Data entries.
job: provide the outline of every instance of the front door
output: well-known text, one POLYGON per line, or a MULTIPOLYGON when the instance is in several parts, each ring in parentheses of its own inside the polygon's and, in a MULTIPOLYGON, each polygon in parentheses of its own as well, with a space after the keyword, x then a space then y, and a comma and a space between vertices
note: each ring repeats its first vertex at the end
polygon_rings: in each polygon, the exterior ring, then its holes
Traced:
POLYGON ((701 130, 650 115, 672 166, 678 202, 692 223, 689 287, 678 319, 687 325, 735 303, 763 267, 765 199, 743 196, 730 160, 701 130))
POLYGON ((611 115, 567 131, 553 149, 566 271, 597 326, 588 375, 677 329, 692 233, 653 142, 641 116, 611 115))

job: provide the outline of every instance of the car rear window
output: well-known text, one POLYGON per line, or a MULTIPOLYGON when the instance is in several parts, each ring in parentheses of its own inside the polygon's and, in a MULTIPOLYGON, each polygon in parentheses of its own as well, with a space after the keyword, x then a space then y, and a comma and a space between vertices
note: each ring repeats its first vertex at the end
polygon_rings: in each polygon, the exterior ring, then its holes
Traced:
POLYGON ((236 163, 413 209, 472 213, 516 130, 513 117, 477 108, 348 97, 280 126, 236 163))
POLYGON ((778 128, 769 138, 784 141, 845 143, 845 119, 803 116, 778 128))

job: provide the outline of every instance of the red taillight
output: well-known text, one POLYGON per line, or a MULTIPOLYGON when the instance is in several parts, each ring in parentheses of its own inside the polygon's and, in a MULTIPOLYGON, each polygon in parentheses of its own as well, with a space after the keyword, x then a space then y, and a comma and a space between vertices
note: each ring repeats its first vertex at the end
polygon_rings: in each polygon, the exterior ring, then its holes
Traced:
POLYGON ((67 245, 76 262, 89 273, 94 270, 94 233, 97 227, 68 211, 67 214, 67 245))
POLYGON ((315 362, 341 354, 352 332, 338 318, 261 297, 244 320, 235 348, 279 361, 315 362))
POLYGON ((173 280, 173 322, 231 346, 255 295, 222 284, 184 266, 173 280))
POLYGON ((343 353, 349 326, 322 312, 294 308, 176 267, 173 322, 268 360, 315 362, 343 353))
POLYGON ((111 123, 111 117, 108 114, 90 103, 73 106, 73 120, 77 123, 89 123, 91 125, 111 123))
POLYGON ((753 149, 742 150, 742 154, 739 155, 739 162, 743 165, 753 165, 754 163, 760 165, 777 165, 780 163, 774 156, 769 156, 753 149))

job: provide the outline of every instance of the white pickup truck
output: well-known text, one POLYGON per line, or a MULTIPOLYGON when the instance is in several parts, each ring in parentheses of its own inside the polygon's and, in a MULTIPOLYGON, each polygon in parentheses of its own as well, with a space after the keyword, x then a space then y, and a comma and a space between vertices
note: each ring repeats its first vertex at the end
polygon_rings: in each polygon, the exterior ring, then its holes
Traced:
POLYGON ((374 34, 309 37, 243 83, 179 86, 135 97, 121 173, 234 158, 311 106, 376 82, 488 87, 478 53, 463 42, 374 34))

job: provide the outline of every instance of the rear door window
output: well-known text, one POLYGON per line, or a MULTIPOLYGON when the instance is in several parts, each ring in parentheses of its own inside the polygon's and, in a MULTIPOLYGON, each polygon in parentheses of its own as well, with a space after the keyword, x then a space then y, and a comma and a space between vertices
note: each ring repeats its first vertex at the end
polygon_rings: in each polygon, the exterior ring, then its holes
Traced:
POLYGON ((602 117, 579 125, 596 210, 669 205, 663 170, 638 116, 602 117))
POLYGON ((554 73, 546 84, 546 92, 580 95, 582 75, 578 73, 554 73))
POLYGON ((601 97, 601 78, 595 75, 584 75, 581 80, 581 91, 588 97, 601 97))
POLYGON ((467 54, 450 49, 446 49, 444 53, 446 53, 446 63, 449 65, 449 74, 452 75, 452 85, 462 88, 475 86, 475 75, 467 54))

Exercise directions.
Reproduce every one of the entries above word for word, changing nothing.

Answer to the exercise.
job: provide the outline of every instance of the front door
output: well-known text, one POLYGON per line, or a MULTIPOLYGON when the instance is in several parts, each ring in parentheses of its own inside the polygon's and, in a MULTIPOLYGON, each polygon in parentheses of its own as well, with a space after the keyword, x then a space then y, and a comma and a space between vertices
note: each ring repeats its first vertex at the end
polygon_rings: in each polygon, the exterior ring, then its holes
Traced:
POLYGON ((701 130, 650 115, 672 166, 678 202, 692 223, 689 287, 678 319, 687 325, 735 303, 763 267, 765 199, 743 196, 730 160, 701 130))
POLYGON ((611 115, 567 131, 553 149, 566 271, 597 326, 588 375, 677 329, 692 233, 653 142, 641 116, 611 115))

job: provide the outline of every instance of the car rear window
output: well-known text, one POLYGON per line, or a MULTIPOLYGON when the instance is in several parts, each ring in parentheses of its own inside the polygon's and, in a MULTIPOLYGON, each polygon in parentheses of its own as well, with a space after the keyword, x then a space then y, and a comma and a space between vertices
note: each ring repeats its first vertex at the end
polygon_rings: in each polygon, the exterior ring, then its holes
Traced:
POLYGON ((236 163, 413 209, 472 213, 516 130, 513 117, 477 108, 348 97, 280 126, 236 163))
POLYGON ((778 128, 769 138, 784 141, 845 143, 845 119, 803 116, 778 128))

job: provide the outline of every instance of the red taillight
output: well-known text, one POLYGON per line, or a MULTIPOLYGON when the instance is in several parts, each ring in parentheses of its own inside the polygon's and, in a MULTIPOLYGON, each polygon in parentheses of its own as well, with a space after the keyword, x then a space then y, and a comma and a space between vertices
note: each ring repeats its first vertex at the end
polygon_rings: in each polygon, the exterior ring, then its holes
Traced:
POLYGON ((67 245, 76 262, 89 273, 94 270, 94 233, 97 227, 68 211, 67 214, 67 245))
POLYGON ((315 362, 341 354, 352 332, 338 318, 261 297, 244 320, 235 348, 279 361, 315 362))
POLYGON ((173 280, 173 322, 231 346, 255 295, 222 284, 184 266, 173 280))
POLYGON ((343 353, 349 326, 322 312, 294 308, 176 267, 173 322, 268 360, 315 362, 343 353))
POLYGON ((111 123, 111 117, 108 114, 90 103, 73 106, 73 120, 77 123, 89 123, 91 125, 111 123))
POLYGON ((753 149, 742 150, 742 154, 739 155, 739 162, 743 165, 753 165, 754 163, 760 165, 777 165, 780 163, 774 156, 769 156, 753 149))

job: provide the outline of every instance of the white pickup truck
output: well-known text, one POLYGON per line, or a MULTIPOLYGON when the instance is in several parts, each ring in parentheses of its own inside the polygon's and, in a MULTIPOLYGON, each polygon in parentheses of its own as well, with a space after the keyword, x then a space then y, and a comma and a space between vertices
note: each ring repeats its first vertex at the end
polygon_rings: in each polygon, the exterior ring, then its holes
Traced:
POLYGON ((374 34, 309 37, 243 83, 179 86, 135 97, 121 173, 234 158, 311 106, 376 82, 488 87, 478 53, 463 42, 374 34))

job: provide the outline of every instance of the rear door window
output: well-known text, one POLYGON per line, or a MULTIPOLYGON when the instance is in several parts, each ring in parentheses of its own inside the polygon's and, in a MULTIPOLYGON, each polygon in parentheses of its own as well, with a space after the keyword, x then a space then y, and a comma and a space between vertices
note: each ring repeats its first vertex at the end
polygon_rings: in each polygon, the exterior ring, then its holes
Traced:
POLYGON ((602 117, 579 125, 596 210, 669 205, 663 170, 638 116, 602 117))
POLYGON ((554 73, 546 84, 546 92, 580 95, 582 75, 578 73, 554 73))
POLYGON ((601 97, 601 78, 595 75, 584 75, 581 80, 581 91, 588 97, 601 97))
POLYGON ((467 54, 450 49, 446 49, 444 53, 446 53, 446 63, 449 65, 449 74, 452 75, 452 85, 462 88, 475 86, 475 75, 467 54))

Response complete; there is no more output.